Retailer Wins Jury Verdict after Plaintiff’s Grout Story Fails to Hold Water

An ugly dust-up over a 10-pound bag of grout turned messy for a plaintiff whose ever-changing story left leaky gaps in his credibility, helping Goldberg Segalla partners Thomas M. Crino and Thaddeus J Hubert IV seal the case cleanly for their client.

The melee occurred in a New Jersey retail store where an employee said the plaintiff insulted him after trying to answer the man’s questions about grout. The worker said he walked away following the put-down, but was followed by the plaintiff who then threw the bag of grout at him.

The bag missed the worker and instead hit a shelf behind him, causing it to explode and leaving the employee’s head, neck and shoulder covered in grout. When the worker turned around to see what happened, the plaintiff was then approaching him, so the employee used a push broom he was holding to fend off the man, striking him on side of the head. The worker then ran away in to a back room.

Police responded to the business and interviewed the plaintiff and employee, recording the conversations on their body cameras. The plaintiff told various versions about what happened, first claiming that during the verbal confrontation the employee pushed him causing the grout bag to rip, adding the employee then struck him in the head with the broom.

Seeing that grout was smeared all over the head and neck of the employee and that the plaintiff had none on him, police decided they weren’t being told the truth and stepped up their questioning of the plaintiff. The plaintiff denied throwing the grout, and stuck to his story. Yet, while doing so, he at one point smiled and laughed on camera — a faux pas that Ted and Tom gladly noted to the jury that one should probably not do during police questioning.

Claiming he suffered a double cervical fusion as a result of the incident that left him permanently disabled and that he could never work again, the plaintiff initially demanded $4 million in compensation.

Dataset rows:

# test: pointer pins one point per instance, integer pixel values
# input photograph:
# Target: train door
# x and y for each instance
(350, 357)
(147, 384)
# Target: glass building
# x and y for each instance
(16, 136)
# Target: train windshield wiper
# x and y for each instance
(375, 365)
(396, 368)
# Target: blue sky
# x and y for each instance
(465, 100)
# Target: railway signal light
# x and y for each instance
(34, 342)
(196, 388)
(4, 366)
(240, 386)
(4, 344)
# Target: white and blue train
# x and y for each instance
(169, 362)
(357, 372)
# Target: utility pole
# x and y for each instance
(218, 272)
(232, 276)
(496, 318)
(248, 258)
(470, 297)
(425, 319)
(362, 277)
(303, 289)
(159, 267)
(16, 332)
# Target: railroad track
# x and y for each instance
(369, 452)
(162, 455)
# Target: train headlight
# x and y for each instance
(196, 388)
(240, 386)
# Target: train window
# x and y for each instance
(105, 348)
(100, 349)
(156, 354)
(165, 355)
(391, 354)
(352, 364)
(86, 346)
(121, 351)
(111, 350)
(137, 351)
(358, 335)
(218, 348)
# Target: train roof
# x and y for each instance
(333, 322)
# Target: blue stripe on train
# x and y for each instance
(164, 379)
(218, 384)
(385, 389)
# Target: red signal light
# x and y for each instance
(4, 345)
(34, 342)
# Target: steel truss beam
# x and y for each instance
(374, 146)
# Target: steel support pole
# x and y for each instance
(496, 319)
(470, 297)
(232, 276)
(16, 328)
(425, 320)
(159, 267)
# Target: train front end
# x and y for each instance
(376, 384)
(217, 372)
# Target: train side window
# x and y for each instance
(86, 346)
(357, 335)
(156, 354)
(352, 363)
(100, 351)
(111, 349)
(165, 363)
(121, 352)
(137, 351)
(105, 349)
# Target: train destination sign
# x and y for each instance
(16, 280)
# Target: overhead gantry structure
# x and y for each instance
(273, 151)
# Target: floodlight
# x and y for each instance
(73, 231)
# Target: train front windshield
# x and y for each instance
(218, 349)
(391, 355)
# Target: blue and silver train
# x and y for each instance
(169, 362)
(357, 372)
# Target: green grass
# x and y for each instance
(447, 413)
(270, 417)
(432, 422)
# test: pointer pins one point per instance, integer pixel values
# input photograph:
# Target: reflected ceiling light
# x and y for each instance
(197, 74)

* * *

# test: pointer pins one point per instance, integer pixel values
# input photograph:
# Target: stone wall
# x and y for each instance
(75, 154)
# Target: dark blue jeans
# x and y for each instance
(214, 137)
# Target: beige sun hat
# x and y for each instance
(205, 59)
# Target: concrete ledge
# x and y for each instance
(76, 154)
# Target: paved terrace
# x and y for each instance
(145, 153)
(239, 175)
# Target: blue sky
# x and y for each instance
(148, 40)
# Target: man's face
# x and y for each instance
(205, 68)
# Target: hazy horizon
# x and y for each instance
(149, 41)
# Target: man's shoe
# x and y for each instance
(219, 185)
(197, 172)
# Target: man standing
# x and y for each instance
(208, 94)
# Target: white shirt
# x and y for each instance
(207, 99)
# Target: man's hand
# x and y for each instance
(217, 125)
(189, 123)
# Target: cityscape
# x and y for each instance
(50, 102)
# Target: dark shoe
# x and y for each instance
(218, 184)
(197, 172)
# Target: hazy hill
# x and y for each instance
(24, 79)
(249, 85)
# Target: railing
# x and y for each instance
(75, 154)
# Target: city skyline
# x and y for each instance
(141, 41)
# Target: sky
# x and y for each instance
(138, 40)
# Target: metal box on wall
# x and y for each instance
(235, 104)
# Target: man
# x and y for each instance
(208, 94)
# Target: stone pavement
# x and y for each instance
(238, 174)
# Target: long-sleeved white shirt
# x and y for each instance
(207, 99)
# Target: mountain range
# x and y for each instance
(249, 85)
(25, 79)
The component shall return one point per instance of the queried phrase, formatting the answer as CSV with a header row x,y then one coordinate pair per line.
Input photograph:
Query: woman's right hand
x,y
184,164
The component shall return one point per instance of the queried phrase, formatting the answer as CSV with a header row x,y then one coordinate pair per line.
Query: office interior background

§ CHALLENGES
A – In the article on the grout verdict, what is the passage starting with "An ugly dust-up" and going on through "for their client."? Echo it word for word.
B – In the article on the grout verdict, what did the store employee use to fend off the approaching plaintiff?
C – Can you go on with the article on the grout verdict, picking up right after its final sentence?

§ ANSWERS TO THE TASKS
A –
An ugly dust-up over a 10-pound bag of grout turned messy for a plaintiff whose ever-changing story left leaky gaps in his credibility, helping Goldberg Segalla partners Thomas M. Crino and Thaddeus J Hubert IV seal the case cleanly for their client.

B – A push broom he was holding.

C –
As discovery progressed over a three-year span, the plaintiff changed his story multiple times —in an amended complaint, answers to interrogatories, and in his deposition. Then, a few months before trial, the ex-fiancé of the plaintiff’s brother-in-law contacted Tom and provided him with photographs of the plaintiff on a dirt bike, an ATV, climbing an extension ladder, and even using a chain saw. She also provided text messages that showed the plaintiff was doing home renovation despite claims he was permanently disabled and could no longer work.

A Middlesex County Superior Court judge allowed that evidence to be shown to the jury during the liability phase.

Plaintiff subsequently reduced his demand to $1 million on the day of the trial.

Tom and Ted used the photographs and texts to successfully challenge the plaintiff’s truthfulness and credibility, helping them to secure a defense verdict for their client.

The two partners noted the win was a “total team effort,” pointing to the critical work also performed by Goldberg Segalla attorneys Leo Capoferri and Daniel T. Sagan, who researched complex legal issues, and drafted and opposed several in-limine motions.